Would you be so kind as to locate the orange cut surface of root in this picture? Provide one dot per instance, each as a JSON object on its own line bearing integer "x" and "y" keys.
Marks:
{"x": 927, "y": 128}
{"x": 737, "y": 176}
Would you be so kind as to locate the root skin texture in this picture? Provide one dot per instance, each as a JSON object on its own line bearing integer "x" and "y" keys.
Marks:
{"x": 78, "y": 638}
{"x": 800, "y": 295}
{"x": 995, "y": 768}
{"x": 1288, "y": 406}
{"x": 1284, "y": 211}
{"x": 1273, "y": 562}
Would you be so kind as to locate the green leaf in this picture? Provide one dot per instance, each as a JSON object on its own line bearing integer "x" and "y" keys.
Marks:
::::
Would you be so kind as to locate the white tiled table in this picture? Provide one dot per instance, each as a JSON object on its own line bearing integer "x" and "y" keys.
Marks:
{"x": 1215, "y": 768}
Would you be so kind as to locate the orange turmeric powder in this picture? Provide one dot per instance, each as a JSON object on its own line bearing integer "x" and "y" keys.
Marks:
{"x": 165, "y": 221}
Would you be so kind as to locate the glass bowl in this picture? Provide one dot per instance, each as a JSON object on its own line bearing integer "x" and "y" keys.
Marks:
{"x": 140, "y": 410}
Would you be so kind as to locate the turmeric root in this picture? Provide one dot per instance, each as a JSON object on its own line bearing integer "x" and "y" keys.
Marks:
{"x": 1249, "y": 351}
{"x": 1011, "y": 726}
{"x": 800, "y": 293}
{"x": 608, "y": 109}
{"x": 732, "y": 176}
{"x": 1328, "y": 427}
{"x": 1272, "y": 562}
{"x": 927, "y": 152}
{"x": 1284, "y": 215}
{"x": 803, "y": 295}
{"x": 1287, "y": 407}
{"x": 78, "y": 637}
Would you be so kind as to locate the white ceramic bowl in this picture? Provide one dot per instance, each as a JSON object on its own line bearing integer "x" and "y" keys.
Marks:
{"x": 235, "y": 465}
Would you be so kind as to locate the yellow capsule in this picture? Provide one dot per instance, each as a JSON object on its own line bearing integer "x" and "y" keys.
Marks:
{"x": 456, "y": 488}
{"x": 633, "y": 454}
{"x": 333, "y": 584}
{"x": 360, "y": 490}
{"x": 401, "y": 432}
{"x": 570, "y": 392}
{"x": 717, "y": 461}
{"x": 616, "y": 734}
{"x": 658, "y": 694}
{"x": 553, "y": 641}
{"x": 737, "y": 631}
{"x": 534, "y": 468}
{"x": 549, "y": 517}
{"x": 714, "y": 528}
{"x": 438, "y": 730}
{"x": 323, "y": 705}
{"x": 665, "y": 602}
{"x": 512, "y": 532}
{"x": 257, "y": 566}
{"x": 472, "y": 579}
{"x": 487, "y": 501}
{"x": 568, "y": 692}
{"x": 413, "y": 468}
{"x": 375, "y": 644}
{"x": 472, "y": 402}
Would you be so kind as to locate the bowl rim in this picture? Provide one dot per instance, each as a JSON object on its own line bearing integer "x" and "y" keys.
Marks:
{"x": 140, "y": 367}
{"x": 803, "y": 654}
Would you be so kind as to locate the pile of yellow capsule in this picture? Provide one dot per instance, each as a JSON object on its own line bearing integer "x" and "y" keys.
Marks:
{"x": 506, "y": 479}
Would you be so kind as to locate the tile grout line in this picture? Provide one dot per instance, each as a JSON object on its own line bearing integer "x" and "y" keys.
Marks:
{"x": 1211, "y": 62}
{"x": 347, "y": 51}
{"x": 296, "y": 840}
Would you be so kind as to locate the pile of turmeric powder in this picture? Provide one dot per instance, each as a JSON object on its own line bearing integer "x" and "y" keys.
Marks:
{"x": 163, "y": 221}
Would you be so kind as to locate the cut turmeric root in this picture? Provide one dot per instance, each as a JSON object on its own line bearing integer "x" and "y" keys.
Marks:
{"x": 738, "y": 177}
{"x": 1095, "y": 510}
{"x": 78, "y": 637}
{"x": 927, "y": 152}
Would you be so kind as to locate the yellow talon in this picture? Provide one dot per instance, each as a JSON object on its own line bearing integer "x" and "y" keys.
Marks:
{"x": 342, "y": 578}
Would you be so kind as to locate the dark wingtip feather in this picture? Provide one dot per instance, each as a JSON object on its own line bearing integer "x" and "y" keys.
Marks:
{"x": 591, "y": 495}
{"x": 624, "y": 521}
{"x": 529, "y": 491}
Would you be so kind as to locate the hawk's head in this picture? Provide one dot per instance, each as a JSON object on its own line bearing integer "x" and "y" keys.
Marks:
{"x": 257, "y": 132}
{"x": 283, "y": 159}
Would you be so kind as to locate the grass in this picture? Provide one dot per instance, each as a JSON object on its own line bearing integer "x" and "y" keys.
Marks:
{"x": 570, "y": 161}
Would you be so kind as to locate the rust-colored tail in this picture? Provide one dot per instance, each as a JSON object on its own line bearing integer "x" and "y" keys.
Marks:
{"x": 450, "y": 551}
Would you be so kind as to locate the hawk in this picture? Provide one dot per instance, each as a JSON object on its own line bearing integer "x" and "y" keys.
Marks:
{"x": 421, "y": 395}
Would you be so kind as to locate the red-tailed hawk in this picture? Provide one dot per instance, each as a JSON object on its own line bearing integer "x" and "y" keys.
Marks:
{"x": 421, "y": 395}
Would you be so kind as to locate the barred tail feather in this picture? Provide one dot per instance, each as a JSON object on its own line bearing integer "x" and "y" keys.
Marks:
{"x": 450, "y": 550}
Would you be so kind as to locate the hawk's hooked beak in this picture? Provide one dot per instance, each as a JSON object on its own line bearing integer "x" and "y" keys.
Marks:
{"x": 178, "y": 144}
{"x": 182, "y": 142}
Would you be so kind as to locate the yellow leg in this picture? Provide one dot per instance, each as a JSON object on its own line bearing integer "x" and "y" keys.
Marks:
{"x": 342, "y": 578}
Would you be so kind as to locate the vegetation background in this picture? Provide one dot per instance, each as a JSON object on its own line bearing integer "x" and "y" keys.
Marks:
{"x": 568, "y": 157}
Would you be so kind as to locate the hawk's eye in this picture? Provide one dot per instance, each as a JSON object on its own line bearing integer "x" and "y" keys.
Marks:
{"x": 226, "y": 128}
::::
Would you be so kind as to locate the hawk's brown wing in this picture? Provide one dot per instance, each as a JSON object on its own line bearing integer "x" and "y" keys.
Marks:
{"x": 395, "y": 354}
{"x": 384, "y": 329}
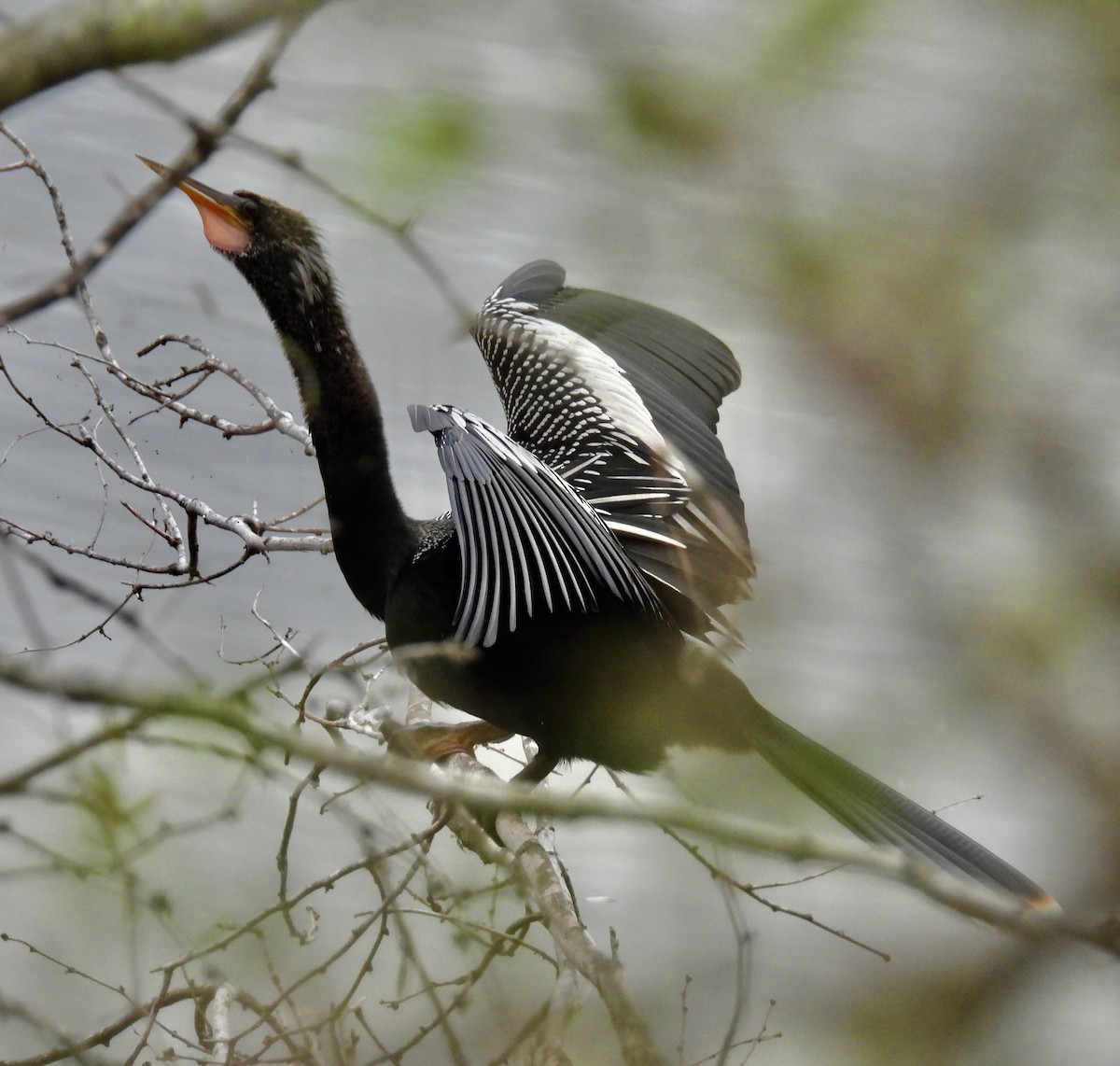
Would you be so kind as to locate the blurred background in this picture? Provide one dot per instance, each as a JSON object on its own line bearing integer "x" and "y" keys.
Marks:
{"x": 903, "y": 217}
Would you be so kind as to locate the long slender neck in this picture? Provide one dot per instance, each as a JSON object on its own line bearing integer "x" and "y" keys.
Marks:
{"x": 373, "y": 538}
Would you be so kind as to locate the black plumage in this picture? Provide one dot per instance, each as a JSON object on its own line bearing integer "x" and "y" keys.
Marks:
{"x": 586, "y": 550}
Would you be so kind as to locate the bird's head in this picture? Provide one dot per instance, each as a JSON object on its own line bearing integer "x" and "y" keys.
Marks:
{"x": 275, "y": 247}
::::
→ PROBLEMA DA RISOLVERE
Conti le righe del materiale che contengono la parola "orange", tenendo conto di maiuscole e minuscole, e indichi soltanto il numero ottenuto.

→ RISULTATO ATTESO
2